_GOAL:_
Can you restate the records below word for word?

_MATERIAL SHOWN:_
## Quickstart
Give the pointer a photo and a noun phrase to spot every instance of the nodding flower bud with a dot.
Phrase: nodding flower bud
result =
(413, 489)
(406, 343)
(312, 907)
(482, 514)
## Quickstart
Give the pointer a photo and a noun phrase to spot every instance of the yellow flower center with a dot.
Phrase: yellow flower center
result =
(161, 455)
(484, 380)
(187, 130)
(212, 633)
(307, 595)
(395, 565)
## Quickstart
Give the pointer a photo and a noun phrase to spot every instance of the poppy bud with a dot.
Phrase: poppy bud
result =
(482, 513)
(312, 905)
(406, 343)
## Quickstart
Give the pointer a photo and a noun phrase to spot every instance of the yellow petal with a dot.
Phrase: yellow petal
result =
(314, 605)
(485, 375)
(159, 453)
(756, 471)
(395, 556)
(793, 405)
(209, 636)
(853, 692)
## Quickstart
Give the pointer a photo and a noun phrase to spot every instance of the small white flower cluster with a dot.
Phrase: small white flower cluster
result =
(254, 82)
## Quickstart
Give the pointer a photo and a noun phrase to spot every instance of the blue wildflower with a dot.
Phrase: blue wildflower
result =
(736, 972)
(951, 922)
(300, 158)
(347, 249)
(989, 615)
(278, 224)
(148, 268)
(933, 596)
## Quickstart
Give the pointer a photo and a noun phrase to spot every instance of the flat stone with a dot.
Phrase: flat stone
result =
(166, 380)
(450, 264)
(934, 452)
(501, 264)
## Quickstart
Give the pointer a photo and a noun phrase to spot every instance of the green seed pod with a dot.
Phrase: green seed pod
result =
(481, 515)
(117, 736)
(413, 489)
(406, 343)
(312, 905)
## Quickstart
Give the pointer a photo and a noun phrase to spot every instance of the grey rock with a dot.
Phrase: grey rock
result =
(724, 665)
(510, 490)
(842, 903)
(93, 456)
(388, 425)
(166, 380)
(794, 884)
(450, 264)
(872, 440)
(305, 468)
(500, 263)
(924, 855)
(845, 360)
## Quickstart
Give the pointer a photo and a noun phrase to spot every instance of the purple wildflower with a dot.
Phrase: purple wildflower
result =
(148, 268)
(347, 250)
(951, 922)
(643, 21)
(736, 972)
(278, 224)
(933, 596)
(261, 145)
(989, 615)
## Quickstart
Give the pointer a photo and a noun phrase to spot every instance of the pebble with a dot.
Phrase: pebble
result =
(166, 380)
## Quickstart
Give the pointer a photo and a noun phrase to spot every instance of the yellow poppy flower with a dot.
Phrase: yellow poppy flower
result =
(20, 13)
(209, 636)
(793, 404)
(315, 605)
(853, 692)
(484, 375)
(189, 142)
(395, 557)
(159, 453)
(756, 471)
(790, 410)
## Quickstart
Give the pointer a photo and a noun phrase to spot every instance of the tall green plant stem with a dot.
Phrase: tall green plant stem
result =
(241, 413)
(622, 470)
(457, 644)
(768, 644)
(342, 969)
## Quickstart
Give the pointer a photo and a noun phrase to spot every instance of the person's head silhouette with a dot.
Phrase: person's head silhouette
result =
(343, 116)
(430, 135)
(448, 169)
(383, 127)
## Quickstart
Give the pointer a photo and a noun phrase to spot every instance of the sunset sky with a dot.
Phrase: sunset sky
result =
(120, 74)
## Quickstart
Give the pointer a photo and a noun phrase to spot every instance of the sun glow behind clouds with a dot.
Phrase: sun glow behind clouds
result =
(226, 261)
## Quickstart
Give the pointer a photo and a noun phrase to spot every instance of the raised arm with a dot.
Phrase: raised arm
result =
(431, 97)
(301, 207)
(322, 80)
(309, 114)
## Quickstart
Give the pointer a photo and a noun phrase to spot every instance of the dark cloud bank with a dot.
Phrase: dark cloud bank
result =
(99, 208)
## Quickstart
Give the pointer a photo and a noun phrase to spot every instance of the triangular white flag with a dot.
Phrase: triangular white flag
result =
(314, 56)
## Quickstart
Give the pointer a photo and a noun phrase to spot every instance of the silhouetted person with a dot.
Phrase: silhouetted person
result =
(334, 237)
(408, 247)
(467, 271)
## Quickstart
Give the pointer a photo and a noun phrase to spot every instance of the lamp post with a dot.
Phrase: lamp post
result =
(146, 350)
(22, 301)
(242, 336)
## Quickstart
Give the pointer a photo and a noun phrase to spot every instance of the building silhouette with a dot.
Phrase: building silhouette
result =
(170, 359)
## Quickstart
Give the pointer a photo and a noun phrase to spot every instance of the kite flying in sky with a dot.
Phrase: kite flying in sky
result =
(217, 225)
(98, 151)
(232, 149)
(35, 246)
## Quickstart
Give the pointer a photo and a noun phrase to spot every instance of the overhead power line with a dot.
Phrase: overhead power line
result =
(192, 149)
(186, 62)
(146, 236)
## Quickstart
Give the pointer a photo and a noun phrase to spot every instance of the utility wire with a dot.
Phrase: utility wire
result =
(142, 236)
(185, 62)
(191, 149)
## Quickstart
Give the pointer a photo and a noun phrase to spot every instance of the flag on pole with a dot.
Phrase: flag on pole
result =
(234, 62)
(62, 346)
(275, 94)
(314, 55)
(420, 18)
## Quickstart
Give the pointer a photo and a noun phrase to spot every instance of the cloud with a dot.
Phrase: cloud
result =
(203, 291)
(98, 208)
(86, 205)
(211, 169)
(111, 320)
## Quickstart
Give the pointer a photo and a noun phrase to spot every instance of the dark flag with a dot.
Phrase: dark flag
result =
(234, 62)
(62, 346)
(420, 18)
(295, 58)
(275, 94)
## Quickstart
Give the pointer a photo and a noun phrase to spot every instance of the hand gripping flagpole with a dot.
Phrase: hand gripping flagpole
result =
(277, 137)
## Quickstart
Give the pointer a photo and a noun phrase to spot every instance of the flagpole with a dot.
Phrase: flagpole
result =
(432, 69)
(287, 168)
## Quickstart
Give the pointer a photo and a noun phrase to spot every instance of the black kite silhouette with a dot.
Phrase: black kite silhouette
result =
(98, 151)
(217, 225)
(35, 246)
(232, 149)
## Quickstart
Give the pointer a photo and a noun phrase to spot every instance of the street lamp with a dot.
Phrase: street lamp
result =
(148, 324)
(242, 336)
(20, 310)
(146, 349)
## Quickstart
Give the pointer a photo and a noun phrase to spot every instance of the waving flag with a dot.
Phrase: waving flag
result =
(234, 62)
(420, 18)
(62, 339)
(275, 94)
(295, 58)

_RESPONSE FOR THIS EXERCISE:_
## Quickstart
Give the pointer a photo and a noun phrase to spot every instance of the nodding flower bud with a dot.
Phrase: nodding flower bud
result =
(413, 489)
(406, 343)
(312, 907)
(482, 514)
## Quickstart
Give the pointer a photo and a noun phrase to spot every instance of the yellow flower center with a dot.
Phrase: yellow flower center
result =
(161, 455)
(484, 380)
(187, 130)
(212, 633)
(307, 595)
(395, 565)
## Quickstart
Give the pointer a photo and a noun phrase to spot every instance of the poppy bud with a dot.
Phrase: poppy bud
result =
(482, 513)
(312, 905)
(406, 343)
## Quickstart
Give the pointer a photo and a noun phrase to spot every instance of the yellow petal with a dot.
Phrase: yellow petal
result =
(314, 605)
(485, 375)
(159, 453)
(756, 471)
(395, 556)
(793, 405)
(209, 636)
(853, 692)
## Quickstart
Give the pointer a photo and a noun phrase to spot every instance of the small white flower cluster with a dot.
Phrase: small white flower cluster
result =
(254, 82)
## Quickstart
Give the pointer a photo and a noun phrase to spot every instance of the blue wildflower with a dot.
Phrase: blue wildflower
result =
(736, 972)
(951, 922)
(300, 158)
(347, 249)
(989, 615)
(278, 224)
(148, 268)
(933, 596)
## Quickstart
Give the pointer a photo and a noun phrase to spot every instance of the flat stone with a dot.
Phrase: flat stone
result =
(166, 380)
(450, 264)
(934, 452)
(501, 264)
## Quickstart
Give the pointer a photo and a noun phrase to spot every instance of the green seed pod with a dot.
Phrase: green seed pod
result =
(481, 515)
(117, 736)
(413, 489)
(406, 343)
(312, 905)
## Quickstart
Give the pointer a photo and a noun phrase to spot every instance of the grey rock with a dot.
Phrase: grey rock
result =
(724, 665)
(510, 490)
(842, 903)
(93, 456)
(388, 425)
(166, 380)
(794, 884)
(450, 264)
(872, 440)
(305, 468)
(500, 263)
(924, 855)
(845, 360)
## Quickstart
Give the pointer a photo and a noun phrase to spot every instance of the purple wildflower with a dot.
Phrase: purple wildflower
result =
(148, 268)
(347, 250)
(951, 922)
(643, 21)
(736, 972)
(278, 224)
(933, 596)
(261, 145)
(989, 615)
## Quickstart
Give the pointer a photo and a noun phrase to spot every instance of the pebble with a dot.
Phrase: pebble
result =
(166, 380)
## Quickstart
Give the pointer a photo and a noun phrase to spot every instance of the yellow poppy flower with a dot.
Phrase: yellow poppy flower
result =
(20, 13)
(209, 636)
(793, 404)
(315, 605)
(853, 692)
(484, 375)
(189, 142)
(395, 557)
(159, 453)
(756, 471)
(790, 410)
## Quickstart
Give the pointer a photo and a noun phrase to spot every instance of the tall green plant stem with a dot.
Phrase: tall green plant stem
result =
(241, 413)
(622, 470)
(457, 644)
(768, 644)
(342, 969)
## Quickstart
Give the pointer a photo and a noun phrase to spot every instance of the person's head silhouette with a dot.
Phrase: person's head silhouette
result =
(343, 116)
(430, 135)
(448, 169)
(383, 127)
## Quickstart
Give the pointer a photo and a noun phrase to spot every instance of the sunset sky with a dot.
Phrase: sunset sky
result =
(120, 74)
## Quickstart
Give the pointer a photo and a noun phrase to spot every instance of the sun glow behind clouds with a dot.
Phrase: sun glow behind clouds
result =
(226, 261)
## Quickstart
Give the pointer a photo and a noun phrase to spot every instance of the raised arm with a dot.
Phrase: raised arm
result =
(431, 97)
(301, 207)
(322, 80)
(309, 114)
## Quickstart
Give the pointer a photo and a noun phrase to spot every instance of the dark cloud bank with a dot.
Phrase: dark cloud bank
result =
(99, 208)
## Quickstart
Give the pointer a photo and a noun phrase to spot every instance of the triangular white flag with a dot.
Phrase: triangular white flag
result =
(314, 56)
## Quickstart
Give the pointer a photo and a noun phrase to spot every instance of the silhouetted person with a dot.
Phrase: silhouetted person
result =
(334, 237)
(408, 247)
(467, 271)
## Quickstart
Give the pointer a photo and a noun phrase to spot every instance of the lamp post with a dot.
Phrase: lamp post
result =
(146, 350)
(22, 301)
(242, 336)
## Quickstart
Give the pointer a photo and a noun phrase to spot every instance of the building silhouette with a dot.
Phrase: building silhouette
result =
(170, 359)
## Quickstart
Give the pointer a photo and a noun phrase to spot every instance of the kite flying in sky with a dot.
Phrase: kite flying in sky
result =
(217, 225)
(98, 151)
(232, 149)
(35, 246)
## Quickstart
Give the pointer a photo and a noun phrase to spot every instance of the overhead power line with a dot.
Phrase: overhead power line
result =
(192, 149)
(186, 62)
(146, 236)
## Quickstart
Give the pointer a photo and a noun phrase to spot every instance of the utility wire with a dot.
Phrase: utility wire
result =
(142, 236)
(185, 62)
(191, 149)
## Quickstart
Give the pointer a photo and a noun phrase to spot every instance of the flag on pole with a dot.
Phrase: flag on pole
result =
(234, 62)
(62, 346)
(275, 94)
(314, 55)
(420, 18)
## Quickstart
Give the pointer a photo and a noun phrase to spot every instance of the cloud with a dot.
Phrase: cloud
result =
(203, 291)
(98, 208)
(86, 205)
(211, 169)
(111, 320)
## Quickstart
Give the pointer a photo and a noun phrase to spot every instance of the dark flag with a dot.
Phrase: dark flag
result =
(234, 62)
(62, 346)
(420, 18)
(295, 58)
(275, 94)
## Quickstart
Give the pointer a photo and a noun phrase to spot every instance of the hand gripping flagpole with a dot.
Phrase: hand gripping flagpole
result =
(277, 137)
## Quickstart
Give the pointer a photo and a noun phrase to spot every instance of the flagpole with a dot.
Phrase: flagpole
result =
(432, 69)
(287, 168)
## Quickstart
Give the pointer a photo and a noun phrase to spot every instance of the black kite silhouette with a dot.
Phrase: black kite silhouette
result =
(98, 151)
(217, 225)
(35, 246)
(232, 149)
## Quickstart
Give the pointer a photo and a noun phrase to spot every instance of the street lamp with a dot.
Phrase: street lamp
result =
(148, 324)
(242, 336)
(20, 310)
(146, 349)
## Quickstart
Give the pointer a photo and a noun phrase to spot every instance of the waving flag with a dot.
Phrase: waving flag
result =
(234, 62)
(420, 18)
(62, 339)
(275, 94)
(295, 58)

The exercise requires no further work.